THINGS TO DO.
1 - In the passage on cognitive conflict below, what term is used for the finding that performance is better in congruent trials than in incongruent ones?
2 - Extend the passage on cognitive conflict below, picking up right after its final sentence.

PASSAGE PROVIDED.
◆ ◆ ◆ ◆ ◆ ◆ ◆

Conflicts arise at many processing levels throughout perception and action, influencing the efficiency of our actions. A predominant idea of how our cognitive system deals with such conflicts refers to the existence of a conflict-monitoring system (Botvinick, Braver, Barch, Carter, & Cohen, 2001). Whenever conflict is detected and evaluated by this system, reactively adapted mechanisms of cognitive control increase processing selectivity (i.e., selective attention) so that conflict is reduced in subsequent processing episodes. For example, attentional biasing of task-relevant aspects is strengthened and task-irrelevant aspects have less influence, resulting in improved performance (Egner, 2007).

Conflicts can be induced experimentally by providing incongruent stimulus information. For example, in the Stroop task (Stroop, 1935), participants are supposed to indicate the font color of written color words. In congruent trials, the word “red” is also displayed in red, and “red” is the correct answer, whereas in incongruent trials, the word “red” might be displayed in blue (with “blue” as the correct answer). Here, conflict arises between the automatically read color word and the to-be-named font color. Performance is usually better in congruent (no-conflict) than in incongruent (conflict) trials, termed the congruency effect. A similar effect can also be found in flanker tasks (Eriksen & Eriksen, 1974) or Simon tasks (Simon, 1969; Simon & Rudell, 1967).

◆ ◆ ◆ ◆ ◆ ◆ ◆

EXTRACTED RECORDS.
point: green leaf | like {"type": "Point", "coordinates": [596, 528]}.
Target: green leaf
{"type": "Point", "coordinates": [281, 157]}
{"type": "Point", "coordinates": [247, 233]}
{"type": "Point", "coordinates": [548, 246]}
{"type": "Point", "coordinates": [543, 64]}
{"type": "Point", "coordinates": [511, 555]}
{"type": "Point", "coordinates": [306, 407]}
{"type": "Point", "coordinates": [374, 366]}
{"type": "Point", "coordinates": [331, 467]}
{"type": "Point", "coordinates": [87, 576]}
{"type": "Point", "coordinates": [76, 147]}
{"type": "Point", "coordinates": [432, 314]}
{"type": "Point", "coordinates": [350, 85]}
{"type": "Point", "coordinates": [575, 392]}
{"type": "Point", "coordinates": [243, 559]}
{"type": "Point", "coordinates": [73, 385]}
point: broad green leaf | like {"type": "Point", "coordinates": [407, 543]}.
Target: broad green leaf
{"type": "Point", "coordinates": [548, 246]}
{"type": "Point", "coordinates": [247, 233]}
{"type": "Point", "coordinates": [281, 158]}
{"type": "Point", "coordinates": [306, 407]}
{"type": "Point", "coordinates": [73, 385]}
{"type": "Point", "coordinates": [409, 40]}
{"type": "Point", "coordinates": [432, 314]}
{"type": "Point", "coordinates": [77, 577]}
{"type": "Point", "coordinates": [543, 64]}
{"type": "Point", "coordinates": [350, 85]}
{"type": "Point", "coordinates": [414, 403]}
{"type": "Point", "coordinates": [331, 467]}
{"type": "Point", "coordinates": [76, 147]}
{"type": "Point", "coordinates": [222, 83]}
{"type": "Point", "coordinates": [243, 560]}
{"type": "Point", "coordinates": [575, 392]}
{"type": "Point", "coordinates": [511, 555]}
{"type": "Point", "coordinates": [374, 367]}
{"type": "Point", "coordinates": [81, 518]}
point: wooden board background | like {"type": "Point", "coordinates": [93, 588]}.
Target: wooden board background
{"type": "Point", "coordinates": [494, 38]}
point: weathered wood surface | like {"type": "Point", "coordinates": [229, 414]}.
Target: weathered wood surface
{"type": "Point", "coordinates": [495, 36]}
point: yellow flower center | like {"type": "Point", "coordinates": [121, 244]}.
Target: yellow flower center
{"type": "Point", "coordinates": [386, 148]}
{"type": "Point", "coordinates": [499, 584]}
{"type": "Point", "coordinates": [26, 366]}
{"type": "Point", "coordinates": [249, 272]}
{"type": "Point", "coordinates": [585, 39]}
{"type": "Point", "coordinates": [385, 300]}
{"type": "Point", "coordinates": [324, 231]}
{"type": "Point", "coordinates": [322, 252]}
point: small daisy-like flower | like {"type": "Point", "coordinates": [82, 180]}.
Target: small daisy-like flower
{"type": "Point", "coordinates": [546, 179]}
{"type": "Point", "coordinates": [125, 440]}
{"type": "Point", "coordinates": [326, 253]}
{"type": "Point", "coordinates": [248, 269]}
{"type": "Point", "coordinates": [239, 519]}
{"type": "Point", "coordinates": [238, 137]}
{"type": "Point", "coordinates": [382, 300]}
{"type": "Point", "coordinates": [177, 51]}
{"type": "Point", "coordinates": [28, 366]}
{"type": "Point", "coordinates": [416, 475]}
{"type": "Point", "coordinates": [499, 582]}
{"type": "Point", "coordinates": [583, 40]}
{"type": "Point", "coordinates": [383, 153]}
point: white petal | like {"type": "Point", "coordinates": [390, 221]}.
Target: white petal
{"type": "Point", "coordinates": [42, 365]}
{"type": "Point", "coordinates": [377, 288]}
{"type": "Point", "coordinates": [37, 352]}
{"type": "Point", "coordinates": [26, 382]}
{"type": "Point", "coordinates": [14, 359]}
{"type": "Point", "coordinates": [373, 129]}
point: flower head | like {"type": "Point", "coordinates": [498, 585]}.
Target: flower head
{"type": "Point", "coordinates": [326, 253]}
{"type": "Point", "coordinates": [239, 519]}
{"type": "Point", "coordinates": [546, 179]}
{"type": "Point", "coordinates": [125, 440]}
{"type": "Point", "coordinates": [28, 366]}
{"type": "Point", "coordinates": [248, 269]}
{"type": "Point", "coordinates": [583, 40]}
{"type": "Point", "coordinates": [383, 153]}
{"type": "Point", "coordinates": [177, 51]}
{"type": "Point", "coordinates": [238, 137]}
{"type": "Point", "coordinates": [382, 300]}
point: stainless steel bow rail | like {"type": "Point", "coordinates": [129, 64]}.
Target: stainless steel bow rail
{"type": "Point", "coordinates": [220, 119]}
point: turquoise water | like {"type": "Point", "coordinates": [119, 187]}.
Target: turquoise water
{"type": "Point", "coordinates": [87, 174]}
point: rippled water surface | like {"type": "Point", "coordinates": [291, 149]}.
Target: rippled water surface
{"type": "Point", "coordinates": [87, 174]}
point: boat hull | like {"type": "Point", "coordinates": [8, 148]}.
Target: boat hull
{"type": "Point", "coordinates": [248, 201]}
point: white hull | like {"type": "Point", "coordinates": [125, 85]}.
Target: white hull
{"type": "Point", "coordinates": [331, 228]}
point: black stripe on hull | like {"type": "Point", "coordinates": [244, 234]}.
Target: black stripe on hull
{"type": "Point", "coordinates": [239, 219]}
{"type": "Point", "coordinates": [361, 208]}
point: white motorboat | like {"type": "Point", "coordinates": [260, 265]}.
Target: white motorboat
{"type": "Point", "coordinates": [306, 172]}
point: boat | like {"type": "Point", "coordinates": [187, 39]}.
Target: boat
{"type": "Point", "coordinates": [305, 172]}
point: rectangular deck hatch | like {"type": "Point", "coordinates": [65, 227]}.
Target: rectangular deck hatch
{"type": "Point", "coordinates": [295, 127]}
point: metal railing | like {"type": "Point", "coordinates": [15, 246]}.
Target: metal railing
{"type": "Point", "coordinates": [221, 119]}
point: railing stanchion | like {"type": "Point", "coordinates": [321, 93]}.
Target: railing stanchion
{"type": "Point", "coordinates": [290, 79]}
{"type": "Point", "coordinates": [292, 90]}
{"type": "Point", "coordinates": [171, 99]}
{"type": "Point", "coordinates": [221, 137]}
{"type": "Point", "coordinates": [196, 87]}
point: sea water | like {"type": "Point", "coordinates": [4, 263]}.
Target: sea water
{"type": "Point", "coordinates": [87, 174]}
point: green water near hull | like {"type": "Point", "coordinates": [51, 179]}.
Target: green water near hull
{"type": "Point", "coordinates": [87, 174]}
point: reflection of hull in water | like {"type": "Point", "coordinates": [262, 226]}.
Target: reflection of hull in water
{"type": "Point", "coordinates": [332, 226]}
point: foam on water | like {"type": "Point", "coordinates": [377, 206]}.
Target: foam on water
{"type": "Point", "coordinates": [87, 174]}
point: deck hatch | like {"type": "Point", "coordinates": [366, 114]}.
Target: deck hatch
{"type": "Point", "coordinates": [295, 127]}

◆ ◆ ◆ ◆ ◆ ◆ ◆

TASK-BY-TASK RESULTS.
1 - The congruency effect.

2 -
According to the conflict-monitoring hypothesis (Botvinick et al., 2001; Botvinick, Cohen, & Carter, 2004), conflict detection in a current incongruent trial will invoke mechanisms of cognitive control—for example, increasing the processing weight of the relevant features. This adaptation results in a reduction of the congruency effect after a preceding incongruent trial as compared to after a congruent trial. The first empirical evidence for this sequential modulation was reported by Gratton, Coles, and Donchin (1992). This pattern has proven robust across tasks and paradigms (see Egner, 2007, for a review), although the size of the effect can be manipulated by factors such as reward (van Steenbergen, Band, & Hommel, 2009) or mood states (Schuch & Koch, 2015; van Steenbergen, Band, & Hommel, 2010).

However, there is evidence that adaptation of cognitive control only occurs when the target-specific features remain constant. Kiesel, Kunde, and Hoffmann (2006) investigated the sequential modulation of congruency effects in task switching and found the typical pattern of reduced congruency effects after an incongruent trial only for task repetitions, but not for task switches. For task switches, the congruency in trial n–1 had no effect on the congruency effect in trial n. The authors regarded this as evidence for task-specific conflict resolution.

The notion of specific conflict adaptation is also supported by other studies (see Braem, Abrahamse, Duthoo, & Notebaert, 2014, for an overview). Hazeltine, Lightman, Schwarb, and Schumacher (2011) employed a flanker task including unimodally presented auditory and visual stimuli and found conflict adaptation effects only in successive trials of the same modality. Likewise, Fischer, Plessow, Kunde, and Kiesel (2010) combined sequential congruency effect and dual-task analyses (using a Simon task under single- or dual-task conditions). Remarkably, conflict adaptation was only observed when the task conditions repeated in successive trials (i.e., both were single-task or both were dual-task conditions). Moreover, Akçay and Hazeltine (2011) found conflict adaptation effects only for the same type of conflict (Simon or flanker conflict), and not across conflict types in successive trials.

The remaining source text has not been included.